— Dataset extract —
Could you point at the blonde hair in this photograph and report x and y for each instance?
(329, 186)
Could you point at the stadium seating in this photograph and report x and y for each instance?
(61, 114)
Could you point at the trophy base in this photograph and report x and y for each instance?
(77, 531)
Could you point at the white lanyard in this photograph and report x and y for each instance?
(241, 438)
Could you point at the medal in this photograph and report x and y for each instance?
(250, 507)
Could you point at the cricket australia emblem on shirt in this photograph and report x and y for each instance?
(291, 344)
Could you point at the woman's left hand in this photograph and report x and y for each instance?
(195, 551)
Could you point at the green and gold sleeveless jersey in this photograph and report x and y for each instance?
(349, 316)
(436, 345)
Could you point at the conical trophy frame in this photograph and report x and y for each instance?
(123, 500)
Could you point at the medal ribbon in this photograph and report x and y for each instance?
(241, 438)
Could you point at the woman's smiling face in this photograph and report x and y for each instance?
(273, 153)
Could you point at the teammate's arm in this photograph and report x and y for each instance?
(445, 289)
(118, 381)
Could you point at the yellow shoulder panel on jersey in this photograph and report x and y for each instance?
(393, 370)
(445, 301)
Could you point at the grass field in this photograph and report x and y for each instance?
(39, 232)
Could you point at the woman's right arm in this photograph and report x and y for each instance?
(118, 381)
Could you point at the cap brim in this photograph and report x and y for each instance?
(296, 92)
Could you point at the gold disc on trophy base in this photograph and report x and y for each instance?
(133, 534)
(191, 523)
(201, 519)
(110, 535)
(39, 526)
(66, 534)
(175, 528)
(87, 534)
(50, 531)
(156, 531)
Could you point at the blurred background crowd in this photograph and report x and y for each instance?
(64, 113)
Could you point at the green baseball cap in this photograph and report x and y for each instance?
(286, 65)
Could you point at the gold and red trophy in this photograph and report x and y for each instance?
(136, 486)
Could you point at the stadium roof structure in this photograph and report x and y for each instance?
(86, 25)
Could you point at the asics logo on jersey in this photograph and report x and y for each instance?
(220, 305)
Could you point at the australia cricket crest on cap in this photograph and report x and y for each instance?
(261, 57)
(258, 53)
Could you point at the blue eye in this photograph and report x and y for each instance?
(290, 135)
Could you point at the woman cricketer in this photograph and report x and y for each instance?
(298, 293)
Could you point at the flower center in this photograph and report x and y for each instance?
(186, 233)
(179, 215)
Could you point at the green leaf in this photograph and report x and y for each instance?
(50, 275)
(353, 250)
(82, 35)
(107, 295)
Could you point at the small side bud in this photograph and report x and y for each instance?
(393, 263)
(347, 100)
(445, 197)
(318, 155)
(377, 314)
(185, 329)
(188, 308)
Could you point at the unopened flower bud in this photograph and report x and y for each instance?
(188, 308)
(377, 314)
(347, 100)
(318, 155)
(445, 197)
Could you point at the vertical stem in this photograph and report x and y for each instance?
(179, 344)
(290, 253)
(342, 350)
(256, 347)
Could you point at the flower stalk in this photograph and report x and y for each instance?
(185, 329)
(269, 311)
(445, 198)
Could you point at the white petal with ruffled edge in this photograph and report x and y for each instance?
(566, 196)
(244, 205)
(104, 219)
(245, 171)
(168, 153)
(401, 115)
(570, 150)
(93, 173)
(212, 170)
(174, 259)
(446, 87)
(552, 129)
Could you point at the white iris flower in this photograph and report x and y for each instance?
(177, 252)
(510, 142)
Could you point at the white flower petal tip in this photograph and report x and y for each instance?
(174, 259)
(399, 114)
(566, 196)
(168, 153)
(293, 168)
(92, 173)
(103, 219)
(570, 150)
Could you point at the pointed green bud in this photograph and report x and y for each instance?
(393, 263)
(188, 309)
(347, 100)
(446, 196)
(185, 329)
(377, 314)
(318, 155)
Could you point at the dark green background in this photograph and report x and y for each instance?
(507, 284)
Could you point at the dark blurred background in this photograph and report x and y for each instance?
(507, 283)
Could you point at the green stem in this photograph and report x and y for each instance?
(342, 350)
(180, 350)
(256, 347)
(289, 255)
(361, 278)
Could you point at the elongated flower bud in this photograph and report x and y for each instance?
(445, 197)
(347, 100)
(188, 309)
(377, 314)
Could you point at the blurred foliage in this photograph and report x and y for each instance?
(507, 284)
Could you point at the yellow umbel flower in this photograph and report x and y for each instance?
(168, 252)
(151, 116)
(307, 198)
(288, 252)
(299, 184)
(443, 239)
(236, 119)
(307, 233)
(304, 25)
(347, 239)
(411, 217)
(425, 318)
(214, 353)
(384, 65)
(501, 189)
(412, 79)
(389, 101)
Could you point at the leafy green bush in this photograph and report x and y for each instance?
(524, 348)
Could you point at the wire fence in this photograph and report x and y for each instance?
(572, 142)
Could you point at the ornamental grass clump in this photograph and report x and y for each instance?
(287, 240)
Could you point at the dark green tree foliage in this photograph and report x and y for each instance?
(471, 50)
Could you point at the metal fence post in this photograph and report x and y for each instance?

— Given problem —
Put every line of the listing above into a numbered list, leaving out any blank lines.

— Solution to the problem —
1. Could you point at the blonde hair in this photograph and report x and y for each instance?
2. (329, 186)
3. Could you point at the stadium seating in this photograph and report x and y for each instance?
4. (61, 114)
5. Could you point at the trophy base in this photograph and report x and y for each instance?
6. (77, 531)
7. Could you point at the white lanyard in this photograph and report x and y for each instance?
8. (241, 438)
9. Could you point at the medal in this photograph and report x and y for each instance?
10. (250, 507)
11. Could you point at the cricket australia emblem on shirt in this photograph and report x and y for each instance?
12. (291, 344)
13. Could you point at the woman's left hand in this photograph and report x and y for each instance?
14. (195, 551)
15. Could you point at the green and gold sleeveless jersey in this photograph and report x and y for each instance?
16. (349, 316)
17. (436, 345)
18. Could you point at the conical trophy frame in this photograph and report x and y for each instance?
19. (123, 500)
20. Could you point at the medal ribbon in this photograph and report x and y for each instance?
21. (241, 438)
22. Could you point at the woman's smiling face in this photograph and report x and y for each instance?
23. (273, 153)
24. Could you point at the teammate's arm in this photograph and report x and y for each instance?
25. (445, 289)
26. (118, 381)
27. Could you point at the yellow shoulder panel on jersey in this photograph and report x and y for each instance?
28. (393, 370)
29. (445, 301)
30. Could you point at the grass field in this photograph and report x and y for each instance?
31. (39, 232)
32. Could you point at the woman's right arm in this photograph and report x and y for each instance?
33. (118, 381)
34. Could you point at the cap brim in this photograph and report x and y for each instance?
35. (296, 92)
36. Could you point at the gold disc on trophy base in this photograph and report x and y for each instance?
37. (133, 534)
38. (191, 523)
39. (201, 519)
40. (110, 535)
41. (39, 526)
42. (66, 534)
43. (175, 528)
44. (87, 534)
45. (50, 531)
46. (156, 531)
47. Could you point at the blurred background crowd in this photograph and report x and y for each instance?
48. (64, 113)
49. Could you point at the green baseball cap in this photograph and report x and y for each instance?
50. (286, 65)
51. Could you point at the gold and red trophy in this photograph and report x and y for each instance?
52. (136, 486)
53. Could you point at the stadium roof structure in this photograph and report x and y for each instance?
54. (86, 25)
55. Could you point at the asics logo on jersey in this photograph and report x and y for each instance?
56. (220, 305)
57. Could you point at the australia cricket crest on cap in this photograph and report x and y for each instance?
58. (261, 57)
59. (258, 53)
60. Could you point at the blue eye in this photograph and report x and y for each instance?
61. (290, 135)
62. Could you point at the woman cricketer in this photograph and report x and y for each instance?
63. (298, 293)
64. Could you point at the flower center in this photograph and report x and y for each instance?
65. (186, 233)
66. (179, 215)
67. Could you point at the green leaf in this photograph and report x and y for each instance?
68. (50, 275)
69. (353, 250)
70. (82, 35)
71. (107, 295)
72. Could you point at the small side bud in this photograph and report x and y for each instance?
73. (393, 263)
74. (347, 100)
75. (445, 197)
76. (318, 155)
77. (377, 314)
78. (185, 329)
79. (188, 308)
80. Could you point at the unopened flower bud in this photograph and report x and y for each instance?
81. (188, 308)
82. (377, 314)
83. (347, 100)
84. (318, 155)
85. (445, 197)
86. Could you point at the vertical stem in this photograph and report x and y for each instance?
87. (179, 344)
88. (290, 253)
89. (342, 350)
90. (256, 347)
91. Could you point at the flower stalk in this photograph and report x and y for each instance?
92. (185, 329)
93. (269, 311)
94. (445, 198)
95. Could you point at the white petal with ruffled edge in this photograph and report x and y for each instance?
96. (566, 196)
97. (244, 205)
98. (104, 219)
99. (245, 171)
100. (168, 153)
101. (401, 115)
102. (570, 150)
103. (93, 173)
104. (212, 170)
105. (174, 259)
106. (446, 87)
107. (552, 129)
108. Could you point at the white iris flower in this photograph and report x and y for each instance?
109. (177, 252)
110. (510, 142)
111. Could you point at the white flower petal tip in this photograph and report x and y for each instance?
112. (174, 259)
113. (399, 114)
114. (566, 196)
115. (168, 153)
116. (293, 168)
117. (92, 173)
118. (103, 219)
119. (570, 150)
120. Could you point at the pointed green bud in this photograph and report x and y for each instance?
121. (393, 263)
122. (188, 309)
123. (347, 100)
124. (446, 196)
125. (185, 329)
126. (377, 314)
127. (318, 155)
128. Could you point at the dark green background in this photograph and report x and y for each instance?
129. (507, 284)
130. Could you point at the dark blurred background in this photograph and report x and y for each instance?
131. (507, 283)
132. Could you point at the green stem in this photograph and report x and y for each instance?
133. (342, 350)
134. (180, 350)
135. (256, 347)
136. (289, 255)
137. (361, 278)
138. Could you point at the elongated flower bud in this photograph and report x and y for each instance?
139. (445, 197)
140. (347, 100)
141. (188, 309)
142. (377, 314)
143. Could you point at the blurred foliage in this photograph and report x and y for each instance?
144. (507, 284)
145. Could you point at the yellow umbel flower in this photograph and report x and y for each instance?
146. (168, 252)
147. (151, 116)
148. (307, 198)
149. (288, 252)
150. (299, 184)
151. (443, 239)
152. (236, 119)
153. (307, 233)
154. (304, 25)
155. (347, 239)
156. (411, 217)
157. (425, 318)
158. (214, 353)
159. (384, 65)
160. (501, 189)
161. (412, 79)
162. (389, 101)
163. Could you point at the leafy green bush in this photograph and report x and y for each instance?
164. (524, 348)
165. Could you point at the wire fence in this photograph and report x and y for each instance?
166. (572, 142)
167. Could you point at the ornamental grass clump in this photograph and report x and y for each instance?
168. (287, 240)
169. Could you point at the dark green tree foliage in this photograph and report x and y for each instance?
170. (471, 50)
171. Could you point at the metal fence post in this photograph and report x and y for each instance?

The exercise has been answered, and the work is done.